▸ Task prompt
The forum thread below is about renaming PDF scripts with Hazel and OCR. List each distinct field that appears in its two proposed file-name patterns, naming each field once.

▸ Text passage
_ _ _ _

Using Hazel and OCR to rename pdf scripts?

Hello all, am new to both Hazel and OCR, and wondering if what I’m about to ask is even possible (so this may need some ELI5ing)…

I download a lot of film and TV scripts as PDFs, which I keep stored for reference. There is not a consistent file naming structure going anywhere, and I’d like to get one going for myself as one of these:

‘Film Title - Writer( - draft date, where available).pdf’
‘TV Show - Episode Number - Writer( - draft date).pdf’

This info will always be available on the front page, which will always look like this:

Is it possible to use Hazel to grab this information, then use that info to rename the file? If so how would I do that?

Thank you in advance :slight_smile:

Yes, it should be possible, but it is not going to be a turn key solution. You will need to piece it together.

As long as you can get the raw text out from an OCR’d version of the PDF it seems you should have the data you need. Base on the partial example image, you seem to only need to pick out some of the starting lines given you say the format is pretty standard. Please note however that your format is varying and your partial example image does not indicate where episode numbers of dates would be obtained. So you will have some logic to build in around that - hence it isn’t going to be a turnkey solution.

There is an example of using PDF content to rename a file being processed by Hazel covered in this thread:

This sets out the crux of how to get some data out of your file to be able to process it to pick out the data you need to be able to file/rename it. Note given it looks like you might be using scanned copies of scripts as your source PDFs you might need to OCR first with one rule, and then use that to trigger a subsequent rule (e.g. by renaming the file with a prefix, adding a tag or setting a colour label that is then picked up by the next rule).

Based on the information in the thread you are going to have to take a bit of a step to pull out the data you need - if it even happens to be present. So hopefully you will be able to utilise more than just line number and the lines indicating episodes and dates be able to be matched using other means (you may need to learn about “regular expressions” if you don’t already know them).

While it is a yes, it is possible, it does have some technical complexity to it. But if you have a a lot of these to process, then automating it will of course be worth it.

_ _ _ _

▸ Input data
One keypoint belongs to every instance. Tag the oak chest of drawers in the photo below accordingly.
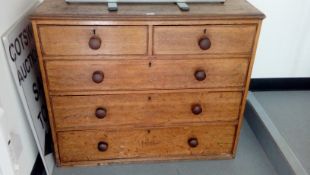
(148, 82)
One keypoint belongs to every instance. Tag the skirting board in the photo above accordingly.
(277, 149)
(272, 84)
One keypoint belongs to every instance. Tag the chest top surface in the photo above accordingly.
(231, 9)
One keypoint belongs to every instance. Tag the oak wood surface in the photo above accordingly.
(247, 85)
(139, 143)
(225, 39)
(149, 55)
(78, 112)
(231, 9)
(143, 75)
(73, 40)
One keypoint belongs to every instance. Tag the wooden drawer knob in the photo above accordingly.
(94, 42)
(193, 142)
(98, 76)
(101, 113)
(196, 109)
(200, 75)
(103, 146)
(204, 43)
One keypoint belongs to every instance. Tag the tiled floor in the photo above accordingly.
(250, 160)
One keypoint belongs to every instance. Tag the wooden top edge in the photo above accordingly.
(231, 9)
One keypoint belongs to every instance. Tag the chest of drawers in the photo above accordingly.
(147, 82)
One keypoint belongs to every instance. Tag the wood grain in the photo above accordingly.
(232, 9)
(225, 39)
(142, 75)
(73, 40)
(140, 143)
(149, 55)
(71, 112)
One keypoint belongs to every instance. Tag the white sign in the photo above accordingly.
(22, 58)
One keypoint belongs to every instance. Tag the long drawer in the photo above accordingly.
(154, 143)
(216, 39)
(75, 40)
(85, 112)
(146, 75)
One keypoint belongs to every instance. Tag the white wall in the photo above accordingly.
(284, 46)
(14, 121)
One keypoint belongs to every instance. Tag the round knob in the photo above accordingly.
(103, 146)
(193, 142)
(204, 43)
(98, 76)
(196, 109)
(200, 75)
(101, 113)
(94, 42)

_ _ _ _

▸ Exercise solution
Film Title, Writer, draft date, TV Show, Episode Number